Exercise directions:
Reproduce all the lines below, requests included, multiplying every point coordinate in the answers by 0.2 and rounding to whole numbers, with halves rounded up. Omit the pictures from your answer.

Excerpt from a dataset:
************

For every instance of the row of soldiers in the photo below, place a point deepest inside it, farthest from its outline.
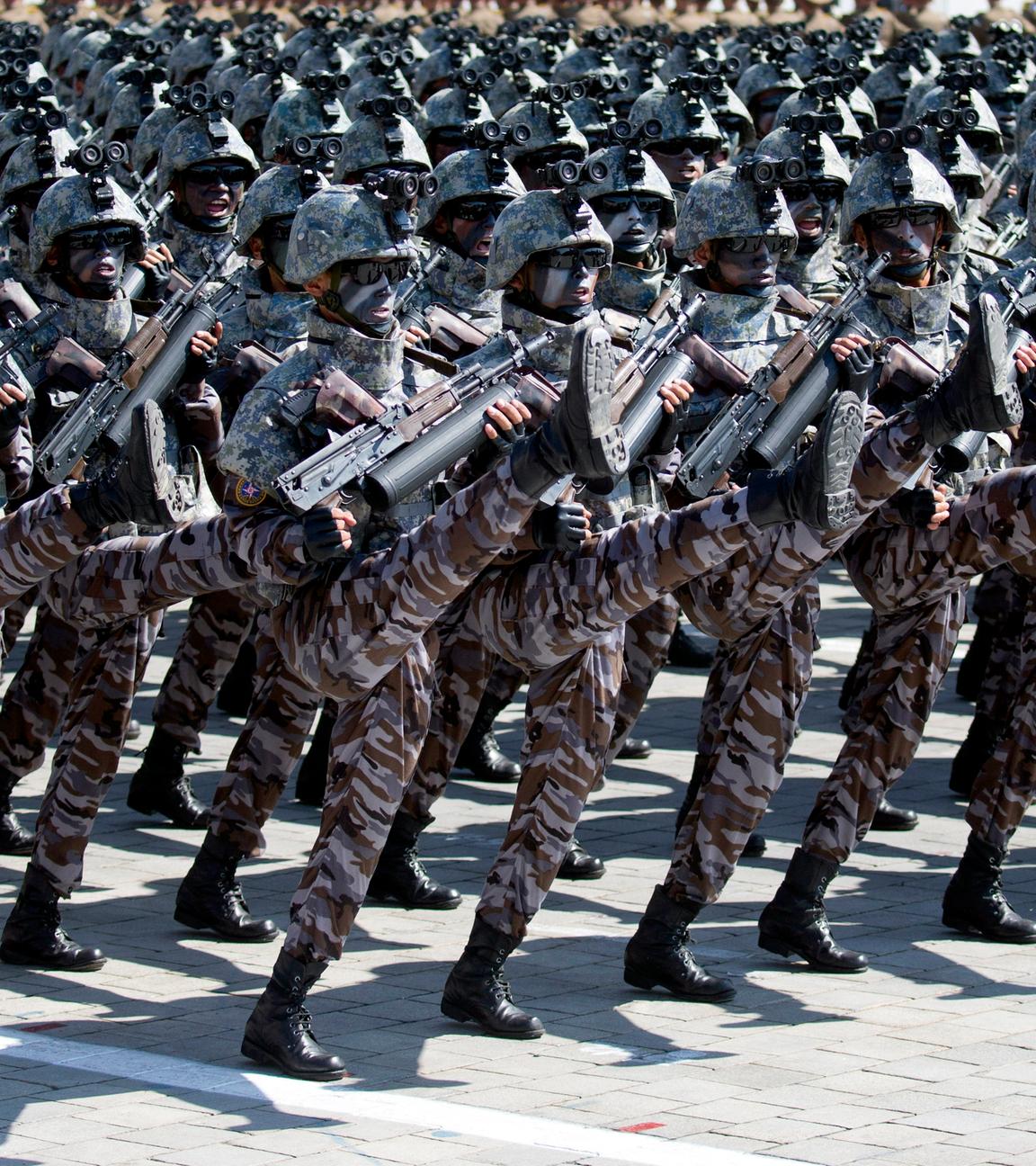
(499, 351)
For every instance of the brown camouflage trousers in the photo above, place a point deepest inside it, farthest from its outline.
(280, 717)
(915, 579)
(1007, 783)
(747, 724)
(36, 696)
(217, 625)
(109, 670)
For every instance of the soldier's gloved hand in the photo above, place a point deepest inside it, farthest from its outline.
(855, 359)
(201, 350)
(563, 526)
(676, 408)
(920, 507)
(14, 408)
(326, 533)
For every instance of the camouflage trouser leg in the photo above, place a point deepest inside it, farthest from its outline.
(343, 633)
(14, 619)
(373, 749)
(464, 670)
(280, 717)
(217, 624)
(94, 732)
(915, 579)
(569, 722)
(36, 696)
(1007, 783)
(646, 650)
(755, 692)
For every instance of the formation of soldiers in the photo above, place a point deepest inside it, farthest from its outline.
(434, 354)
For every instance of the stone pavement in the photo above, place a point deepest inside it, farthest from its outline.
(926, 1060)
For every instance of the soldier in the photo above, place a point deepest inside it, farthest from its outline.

************

The completed task:
For every instance of the row of soldiers in the photo below, place a point deepest inside it, farthest from its outline.
(100, 70)
For every instance of the brown camouflage trousers in the photo above, place a point deepest inside it, farthest from its outline.
(56, 143)
(183, 116)
(201, 157)
(149, 145)
(7, 139)
(43, 125)
(22, 134)
For every instance of the soldier's gloved hand in the photo above, place a point deepest inside it, farthest from its outline.
(171, 72)
(40, 70)
(113, 105)
(135, 82)
(184, 101)
(3, 82)
(65, 107)
For every instance of the camouflage trouser leg in the photo above, place a point deepest inside it, farthest from its outline.
(69, 127)
(3, 124)
(75, 150)
(93, 134)
(56, 143)
(43, 125)
(19, 146)
(183, 116)
(114, 144)
(7, 139)
(201, 157)
(129, 130)
(151, 138)
For every instance of the formation of soldiers in the photo above, place a point deepest inside it, farthest from its outline.
(87, 71)
For every instance of the stone pavement in the photo above, place a point deepest inside it, farthest from its outline.
(185, 212)
For every instance of the soldier in the photo above, place a point deepest inside it, farthest from its outline.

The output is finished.